Your instructions
Print the data below as a numbered list, leaving out any blank lines.

--- start of Entries supplied ---

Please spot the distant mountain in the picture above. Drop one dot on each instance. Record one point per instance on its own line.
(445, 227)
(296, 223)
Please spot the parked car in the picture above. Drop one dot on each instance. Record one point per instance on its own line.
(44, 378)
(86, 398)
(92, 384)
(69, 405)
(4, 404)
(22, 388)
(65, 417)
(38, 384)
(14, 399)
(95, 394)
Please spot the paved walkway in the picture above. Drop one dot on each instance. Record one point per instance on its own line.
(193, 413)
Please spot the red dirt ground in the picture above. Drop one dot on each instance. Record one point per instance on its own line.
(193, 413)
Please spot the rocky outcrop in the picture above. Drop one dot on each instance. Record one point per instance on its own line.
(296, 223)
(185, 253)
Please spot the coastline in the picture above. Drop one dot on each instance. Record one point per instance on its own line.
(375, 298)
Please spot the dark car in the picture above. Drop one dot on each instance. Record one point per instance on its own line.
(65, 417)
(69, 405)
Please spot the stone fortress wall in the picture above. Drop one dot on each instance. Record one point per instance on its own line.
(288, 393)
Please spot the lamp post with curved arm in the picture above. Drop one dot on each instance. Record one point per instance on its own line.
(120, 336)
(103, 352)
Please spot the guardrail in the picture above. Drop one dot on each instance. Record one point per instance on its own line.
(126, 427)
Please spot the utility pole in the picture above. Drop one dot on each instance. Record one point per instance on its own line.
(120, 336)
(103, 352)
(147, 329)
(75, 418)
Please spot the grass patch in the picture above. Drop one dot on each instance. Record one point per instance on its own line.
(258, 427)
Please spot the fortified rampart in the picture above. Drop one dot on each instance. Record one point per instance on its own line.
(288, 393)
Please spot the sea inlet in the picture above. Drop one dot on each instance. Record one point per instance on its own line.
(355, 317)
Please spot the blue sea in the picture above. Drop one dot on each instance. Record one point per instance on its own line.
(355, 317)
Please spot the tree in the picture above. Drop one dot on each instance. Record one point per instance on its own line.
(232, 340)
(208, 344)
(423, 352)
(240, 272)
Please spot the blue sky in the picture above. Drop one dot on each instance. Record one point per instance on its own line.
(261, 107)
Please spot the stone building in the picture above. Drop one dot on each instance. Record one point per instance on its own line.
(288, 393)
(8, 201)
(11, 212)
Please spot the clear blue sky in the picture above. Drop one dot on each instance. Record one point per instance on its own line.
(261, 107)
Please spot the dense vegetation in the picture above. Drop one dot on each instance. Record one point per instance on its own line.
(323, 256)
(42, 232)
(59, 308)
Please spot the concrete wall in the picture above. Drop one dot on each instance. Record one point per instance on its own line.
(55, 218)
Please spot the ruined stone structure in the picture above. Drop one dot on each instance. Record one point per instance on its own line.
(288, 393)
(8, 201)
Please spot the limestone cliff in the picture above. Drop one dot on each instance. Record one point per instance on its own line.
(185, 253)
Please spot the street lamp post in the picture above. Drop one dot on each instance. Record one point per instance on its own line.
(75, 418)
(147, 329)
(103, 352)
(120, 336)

--- end of Entries supplied ---

Written answer
1. Please spot the distant mountain in the picture above. Drop one dot on each instance. Record one point per instance on its own line.
2. (445, 227)
3. (296, 223)
4. Please spot the parked car in the picture above. Drop one dot on each instance. Record one point per instance on its own line.
5. (44, 378)
6. (86, 398)
7. (92, 384)
8. (69, 405)
9. (4, 404)
10. (22, 388)
11. (65, 417)
12. (38, 384)
13. (14, 399)
14. (95, 394)
15. Please spot the paved walkway in the picture above. Drop one dot on each instance. Record one point per instance on its own line.
16. (193, 413)
17. Please spot the red dirt ground in the picture above. Drop one dot on each instance. Record one point per instance on its own line.
18. (193, 413)
19. Please spot the rocky outcrop in the picture above. Drop one dot on each instance. Record one point per instance on its own line.
20. (296, 223)
21. (185, 253)
22. Please spot the coastline in the picture above. Drop one dot on each instance. Record one point per instance on its own line.
23. (375, 298)
24. Please spot the dark car in the picture above. Drop one dot on each instance. Record one point per instance on its own line.
25. (65, 417)
26. (69, 405)
27. Please spot the stone fortress wall in the picture above. Drop one dot on each instance. Record one point per instance on its own line.
28. (288, 393)
29. Please spot the lamp post with curved arm in the picture above. Drop one dot on each instance. Record one point per instance on its own line.
30. (120, 336)
31. (103, 352)
32. Please spot the guardrail in the picture above. Drop one dot on each instance. Record one point per instance on its own line.
33. (126, 427)
34. Please spot the utility pole in the picture above. Drop one dot on each instance. Record one point per instance on its own line.
35. (120, 336)
36. (103, 352)
37. (147, 329)
38. (75, 418)
39. Please spot the grass patch in the picture above. Drop one dot on each instance. Record one point per instance on its own line.
40. (258, 427)
41. Please spot the fortified rampart in the picture above. Drop one dot on each instance. Record one point per instance on its own line.
42. (288, 393)
43. Please spot the sea inlet in the picture above. Drop one dot on each instance. Record one point per instance on its own line.
44. (355, 317)
45. Please spot the blue sea in the picture above. Drop one dot on each instance. Record one point per instance on its own line.
46. (355, 317)
47. Please spot the tree in the picture above. Drop one dot on each instance. Record one point per instance on its own line.
48. (232, 340)
49. (208, 344)
50. (423, 352)
51. (240, 272)
52. Please spot the blue sky in the picture above. Drop one dot on each instance. Record one point per instance on its own line.
53. (261, 107)
54. Please spot the stone building in the picture above. Drop one dot on each instance. Record one point per instance on its own line.
55. (288, 393)
56. (8, 201)
57. (11, 212)
58. Please spot the clear blue sky in the picture above. Drop one dot on each instance. Record one point per instance on its own line.
59. (261, 107)
60. Please spot the dense vegetation in the picture above. Drop one dot on each instance. Record one point per instance on its own line.
61. (323, 256)
62. (42, 232)
63. (59, 308)
64. Please spot the concrete wall in the picture above. Drop one dot on each instance. Record one point per instance on its own line.
65. (55, 218)
66. Please spot the ruined stone structure in the picture above. Drop one dot on each instance. Record one point per instance on its own line.
67. (288, 393)
68. (8, 201)
69. Please spot the limestone cliff in the picture above. Drop one dot on each instance. Record one point per instance on its own line.
70. (185, 253)
71. Please spot the street lamp post in the picture above. Drop one dot on each instance. Record one point per instance on its own line.
72. (75, 418)
73. (147, 329)
74. (103, 352)
75. (120, 336)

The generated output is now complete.